[TASK INPUTS]

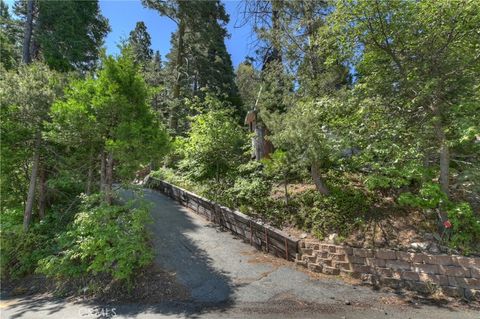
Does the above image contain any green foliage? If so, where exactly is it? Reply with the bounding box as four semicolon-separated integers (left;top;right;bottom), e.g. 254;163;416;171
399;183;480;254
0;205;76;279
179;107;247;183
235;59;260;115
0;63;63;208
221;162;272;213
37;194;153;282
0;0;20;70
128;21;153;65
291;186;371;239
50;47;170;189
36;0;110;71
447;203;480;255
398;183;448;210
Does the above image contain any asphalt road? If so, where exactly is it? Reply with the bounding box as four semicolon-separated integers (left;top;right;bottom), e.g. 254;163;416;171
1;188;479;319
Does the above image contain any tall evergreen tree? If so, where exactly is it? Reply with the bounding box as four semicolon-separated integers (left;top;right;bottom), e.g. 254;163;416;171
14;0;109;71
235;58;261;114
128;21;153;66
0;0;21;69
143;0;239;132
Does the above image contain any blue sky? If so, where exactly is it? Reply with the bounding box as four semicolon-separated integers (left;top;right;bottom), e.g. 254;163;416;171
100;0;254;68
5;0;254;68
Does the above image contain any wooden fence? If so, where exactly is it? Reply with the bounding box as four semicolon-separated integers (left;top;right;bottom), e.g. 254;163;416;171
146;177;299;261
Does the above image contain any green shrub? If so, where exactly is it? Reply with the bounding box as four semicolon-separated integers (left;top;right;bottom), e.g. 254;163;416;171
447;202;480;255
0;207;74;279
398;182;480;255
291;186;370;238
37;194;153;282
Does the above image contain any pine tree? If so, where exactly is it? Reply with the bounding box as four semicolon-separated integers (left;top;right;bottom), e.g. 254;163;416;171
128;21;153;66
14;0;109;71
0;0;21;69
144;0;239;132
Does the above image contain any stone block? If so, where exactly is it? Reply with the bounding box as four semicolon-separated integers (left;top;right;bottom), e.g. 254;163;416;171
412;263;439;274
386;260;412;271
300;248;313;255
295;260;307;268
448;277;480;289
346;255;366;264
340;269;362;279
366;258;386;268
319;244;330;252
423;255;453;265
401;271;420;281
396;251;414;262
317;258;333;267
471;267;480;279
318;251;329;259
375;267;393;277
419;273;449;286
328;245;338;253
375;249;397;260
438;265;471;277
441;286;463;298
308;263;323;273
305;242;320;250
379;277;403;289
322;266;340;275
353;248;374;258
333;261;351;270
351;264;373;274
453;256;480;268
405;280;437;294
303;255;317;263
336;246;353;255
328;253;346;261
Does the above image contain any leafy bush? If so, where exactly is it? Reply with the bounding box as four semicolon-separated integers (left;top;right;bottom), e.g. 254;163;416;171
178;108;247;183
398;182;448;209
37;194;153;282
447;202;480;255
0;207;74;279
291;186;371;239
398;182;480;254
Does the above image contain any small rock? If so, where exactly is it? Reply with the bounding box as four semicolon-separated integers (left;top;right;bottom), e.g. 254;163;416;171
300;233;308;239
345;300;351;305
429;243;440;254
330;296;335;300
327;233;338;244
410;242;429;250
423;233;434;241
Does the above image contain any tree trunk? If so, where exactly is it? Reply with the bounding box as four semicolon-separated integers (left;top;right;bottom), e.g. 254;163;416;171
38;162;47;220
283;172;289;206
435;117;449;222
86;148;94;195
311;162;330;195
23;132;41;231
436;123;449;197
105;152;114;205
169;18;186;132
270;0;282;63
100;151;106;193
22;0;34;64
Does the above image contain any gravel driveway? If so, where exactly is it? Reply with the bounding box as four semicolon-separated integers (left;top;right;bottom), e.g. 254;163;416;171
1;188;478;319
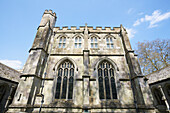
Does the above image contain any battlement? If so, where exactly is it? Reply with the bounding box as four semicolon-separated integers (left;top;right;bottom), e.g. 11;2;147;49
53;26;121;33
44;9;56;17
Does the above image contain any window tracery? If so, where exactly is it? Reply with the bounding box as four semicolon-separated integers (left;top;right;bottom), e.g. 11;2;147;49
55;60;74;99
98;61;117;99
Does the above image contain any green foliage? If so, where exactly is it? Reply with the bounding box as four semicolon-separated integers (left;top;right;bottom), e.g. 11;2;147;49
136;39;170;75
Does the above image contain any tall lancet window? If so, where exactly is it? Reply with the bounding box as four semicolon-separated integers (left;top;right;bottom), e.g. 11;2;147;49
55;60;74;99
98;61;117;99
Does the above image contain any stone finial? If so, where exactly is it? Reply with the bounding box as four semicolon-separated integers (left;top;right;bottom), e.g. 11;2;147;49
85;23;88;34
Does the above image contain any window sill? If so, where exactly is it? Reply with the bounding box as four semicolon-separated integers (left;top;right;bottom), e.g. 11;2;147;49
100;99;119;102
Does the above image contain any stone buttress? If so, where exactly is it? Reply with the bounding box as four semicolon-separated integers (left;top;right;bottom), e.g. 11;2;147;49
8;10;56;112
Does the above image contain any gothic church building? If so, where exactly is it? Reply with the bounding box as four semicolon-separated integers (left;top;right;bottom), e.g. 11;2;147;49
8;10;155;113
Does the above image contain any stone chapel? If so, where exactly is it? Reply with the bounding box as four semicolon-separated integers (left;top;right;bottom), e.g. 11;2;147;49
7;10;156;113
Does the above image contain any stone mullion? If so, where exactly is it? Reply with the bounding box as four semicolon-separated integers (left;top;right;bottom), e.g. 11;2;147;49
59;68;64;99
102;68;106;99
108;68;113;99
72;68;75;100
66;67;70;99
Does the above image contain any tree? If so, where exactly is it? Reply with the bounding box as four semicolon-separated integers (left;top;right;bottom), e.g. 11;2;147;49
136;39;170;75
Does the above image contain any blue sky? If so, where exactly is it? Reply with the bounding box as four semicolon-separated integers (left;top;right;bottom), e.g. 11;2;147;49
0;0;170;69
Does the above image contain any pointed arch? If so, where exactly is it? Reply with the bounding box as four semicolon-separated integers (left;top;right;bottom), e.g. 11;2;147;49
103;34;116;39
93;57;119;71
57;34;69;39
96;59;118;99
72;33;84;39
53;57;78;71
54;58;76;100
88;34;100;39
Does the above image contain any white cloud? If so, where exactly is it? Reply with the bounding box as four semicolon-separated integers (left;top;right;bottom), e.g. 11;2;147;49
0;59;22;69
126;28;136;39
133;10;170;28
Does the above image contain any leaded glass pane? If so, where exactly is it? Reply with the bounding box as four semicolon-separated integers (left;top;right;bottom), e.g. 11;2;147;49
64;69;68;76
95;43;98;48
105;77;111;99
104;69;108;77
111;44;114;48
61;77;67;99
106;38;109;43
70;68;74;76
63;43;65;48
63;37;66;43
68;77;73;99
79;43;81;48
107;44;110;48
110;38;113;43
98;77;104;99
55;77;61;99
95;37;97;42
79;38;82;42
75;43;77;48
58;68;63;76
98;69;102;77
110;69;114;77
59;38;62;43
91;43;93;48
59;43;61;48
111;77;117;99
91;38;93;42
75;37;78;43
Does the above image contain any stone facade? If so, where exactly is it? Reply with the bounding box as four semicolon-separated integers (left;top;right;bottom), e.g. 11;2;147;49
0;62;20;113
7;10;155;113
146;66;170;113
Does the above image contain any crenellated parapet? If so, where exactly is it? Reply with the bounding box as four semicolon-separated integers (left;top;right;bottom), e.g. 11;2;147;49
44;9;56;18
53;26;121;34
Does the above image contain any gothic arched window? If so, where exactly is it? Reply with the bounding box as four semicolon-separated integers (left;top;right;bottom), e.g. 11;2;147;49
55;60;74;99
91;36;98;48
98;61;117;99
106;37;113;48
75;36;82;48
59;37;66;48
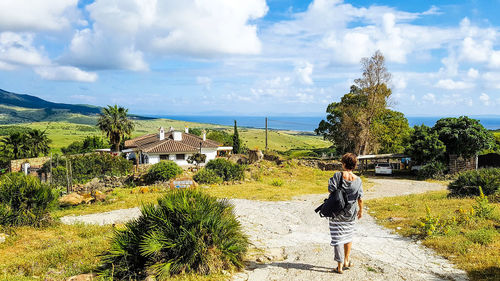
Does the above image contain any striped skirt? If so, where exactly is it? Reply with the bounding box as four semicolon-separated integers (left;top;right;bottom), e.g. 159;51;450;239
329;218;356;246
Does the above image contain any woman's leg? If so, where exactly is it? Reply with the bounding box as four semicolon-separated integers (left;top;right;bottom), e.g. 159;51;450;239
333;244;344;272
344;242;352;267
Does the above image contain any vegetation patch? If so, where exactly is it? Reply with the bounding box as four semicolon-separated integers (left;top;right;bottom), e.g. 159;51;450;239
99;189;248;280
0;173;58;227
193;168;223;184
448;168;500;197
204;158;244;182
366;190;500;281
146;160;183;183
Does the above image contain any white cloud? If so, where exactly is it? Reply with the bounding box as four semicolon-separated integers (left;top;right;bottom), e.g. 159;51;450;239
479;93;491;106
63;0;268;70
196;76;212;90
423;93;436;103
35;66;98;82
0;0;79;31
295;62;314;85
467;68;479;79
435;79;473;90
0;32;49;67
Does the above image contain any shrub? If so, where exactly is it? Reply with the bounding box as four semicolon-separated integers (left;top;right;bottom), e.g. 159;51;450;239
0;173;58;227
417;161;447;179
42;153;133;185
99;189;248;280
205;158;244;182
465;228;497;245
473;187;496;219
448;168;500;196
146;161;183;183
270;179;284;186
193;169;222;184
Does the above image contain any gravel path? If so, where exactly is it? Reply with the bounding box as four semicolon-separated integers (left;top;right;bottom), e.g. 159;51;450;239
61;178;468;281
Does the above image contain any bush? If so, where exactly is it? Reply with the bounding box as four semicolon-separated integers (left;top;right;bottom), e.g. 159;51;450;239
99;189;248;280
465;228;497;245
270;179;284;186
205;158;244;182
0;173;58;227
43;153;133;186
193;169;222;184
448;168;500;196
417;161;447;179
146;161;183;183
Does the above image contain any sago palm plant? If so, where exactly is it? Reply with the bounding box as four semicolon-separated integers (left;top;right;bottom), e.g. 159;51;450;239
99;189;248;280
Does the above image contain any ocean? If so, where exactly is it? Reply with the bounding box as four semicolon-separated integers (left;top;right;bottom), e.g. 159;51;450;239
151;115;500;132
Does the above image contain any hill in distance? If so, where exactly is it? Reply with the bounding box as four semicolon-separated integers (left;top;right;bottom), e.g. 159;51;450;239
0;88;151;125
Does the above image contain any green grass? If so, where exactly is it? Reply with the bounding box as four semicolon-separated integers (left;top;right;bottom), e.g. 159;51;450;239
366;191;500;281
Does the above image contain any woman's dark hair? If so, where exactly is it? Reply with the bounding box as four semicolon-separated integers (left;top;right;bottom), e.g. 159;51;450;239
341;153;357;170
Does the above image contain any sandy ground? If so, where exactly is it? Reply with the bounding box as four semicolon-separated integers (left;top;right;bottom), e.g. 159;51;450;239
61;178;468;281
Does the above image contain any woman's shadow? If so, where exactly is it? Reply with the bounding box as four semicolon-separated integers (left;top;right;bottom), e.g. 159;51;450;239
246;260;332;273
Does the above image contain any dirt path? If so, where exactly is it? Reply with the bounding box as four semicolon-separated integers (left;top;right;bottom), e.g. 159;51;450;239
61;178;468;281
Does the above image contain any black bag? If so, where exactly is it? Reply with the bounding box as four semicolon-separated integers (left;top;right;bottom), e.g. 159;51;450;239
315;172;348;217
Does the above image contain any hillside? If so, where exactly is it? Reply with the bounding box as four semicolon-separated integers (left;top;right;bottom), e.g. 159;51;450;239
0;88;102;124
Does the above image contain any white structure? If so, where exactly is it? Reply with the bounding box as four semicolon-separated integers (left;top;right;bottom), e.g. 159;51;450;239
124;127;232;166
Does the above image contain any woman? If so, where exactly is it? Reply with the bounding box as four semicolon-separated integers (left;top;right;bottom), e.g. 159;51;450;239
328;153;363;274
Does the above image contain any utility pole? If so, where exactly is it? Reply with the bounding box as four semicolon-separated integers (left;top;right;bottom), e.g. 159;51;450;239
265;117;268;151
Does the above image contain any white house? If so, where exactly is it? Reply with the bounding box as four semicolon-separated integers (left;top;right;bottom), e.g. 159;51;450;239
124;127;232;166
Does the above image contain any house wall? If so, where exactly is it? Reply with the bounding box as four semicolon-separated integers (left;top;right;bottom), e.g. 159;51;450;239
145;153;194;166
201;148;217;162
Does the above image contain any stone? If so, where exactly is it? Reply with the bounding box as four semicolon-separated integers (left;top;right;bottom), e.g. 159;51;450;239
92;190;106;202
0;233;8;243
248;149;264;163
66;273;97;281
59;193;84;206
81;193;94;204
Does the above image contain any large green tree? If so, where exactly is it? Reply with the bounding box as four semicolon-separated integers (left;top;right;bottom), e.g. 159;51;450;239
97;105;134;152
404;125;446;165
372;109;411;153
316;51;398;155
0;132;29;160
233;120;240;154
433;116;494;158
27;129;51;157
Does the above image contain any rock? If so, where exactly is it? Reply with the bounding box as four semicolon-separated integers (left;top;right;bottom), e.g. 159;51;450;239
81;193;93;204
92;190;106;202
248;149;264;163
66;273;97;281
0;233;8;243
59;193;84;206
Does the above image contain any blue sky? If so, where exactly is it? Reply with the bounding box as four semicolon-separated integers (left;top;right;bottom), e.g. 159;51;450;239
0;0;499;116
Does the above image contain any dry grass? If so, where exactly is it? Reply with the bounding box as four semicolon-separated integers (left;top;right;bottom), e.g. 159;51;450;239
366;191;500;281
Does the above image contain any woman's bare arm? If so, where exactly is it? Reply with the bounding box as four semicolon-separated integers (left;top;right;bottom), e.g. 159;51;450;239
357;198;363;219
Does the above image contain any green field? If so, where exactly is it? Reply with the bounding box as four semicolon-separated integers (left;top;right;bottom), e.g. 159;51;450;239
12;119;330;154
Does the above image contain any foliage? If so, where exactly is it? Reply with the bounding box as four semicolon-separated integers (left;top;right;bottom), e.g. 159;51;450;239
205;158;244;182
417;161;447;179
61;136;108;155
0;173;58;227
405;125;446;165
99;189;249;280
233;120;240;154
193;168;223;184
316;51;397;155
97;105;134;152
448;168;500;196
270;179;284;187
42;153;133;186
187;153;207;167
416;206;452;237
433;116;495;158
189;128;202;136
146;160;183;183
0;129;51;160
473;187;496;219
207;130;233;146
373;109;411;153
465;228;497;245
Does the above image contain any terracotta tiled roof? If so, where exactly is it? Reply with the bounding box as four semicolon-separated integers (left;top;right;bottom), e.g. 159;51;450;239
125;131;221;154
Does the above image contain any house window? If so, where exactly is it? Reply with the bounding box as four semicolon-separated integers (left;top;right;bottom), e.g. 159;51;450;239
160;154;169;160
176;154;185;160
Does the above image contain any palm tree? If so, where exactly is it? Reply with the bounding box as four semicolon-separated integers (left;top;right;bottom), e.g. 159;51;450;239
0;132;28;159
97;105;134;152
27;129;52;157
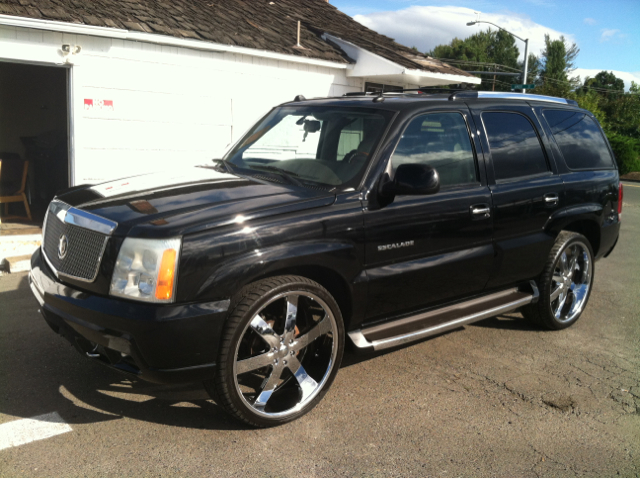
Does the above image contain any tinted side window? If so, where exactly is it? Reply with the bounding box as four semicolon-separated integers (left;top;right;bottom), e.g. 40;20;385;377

[/TASK INPUTS]

▶ **EXERCISE BRIEF**
Every line from the one containing "Does the above image contain any palm" through the final line of the records above is to be written out exactly; nothing else, and no pictures.

▶ **RESULT BELOW**
Does the above image contain any palm tree? If so, where exactly is it? Reply with the bounding box as four semicolon-separated integers (left;top;right;bottom), e.g. 159;51;450;239
0;132;28;159
97;105;134;152
27;129;52;157
Does the above image contain any tinted side window? If so, where exactly is it? Reply with the bounding box as four semicolon-separated integers (left;top;right;bottom), e.g. 40;20;385;377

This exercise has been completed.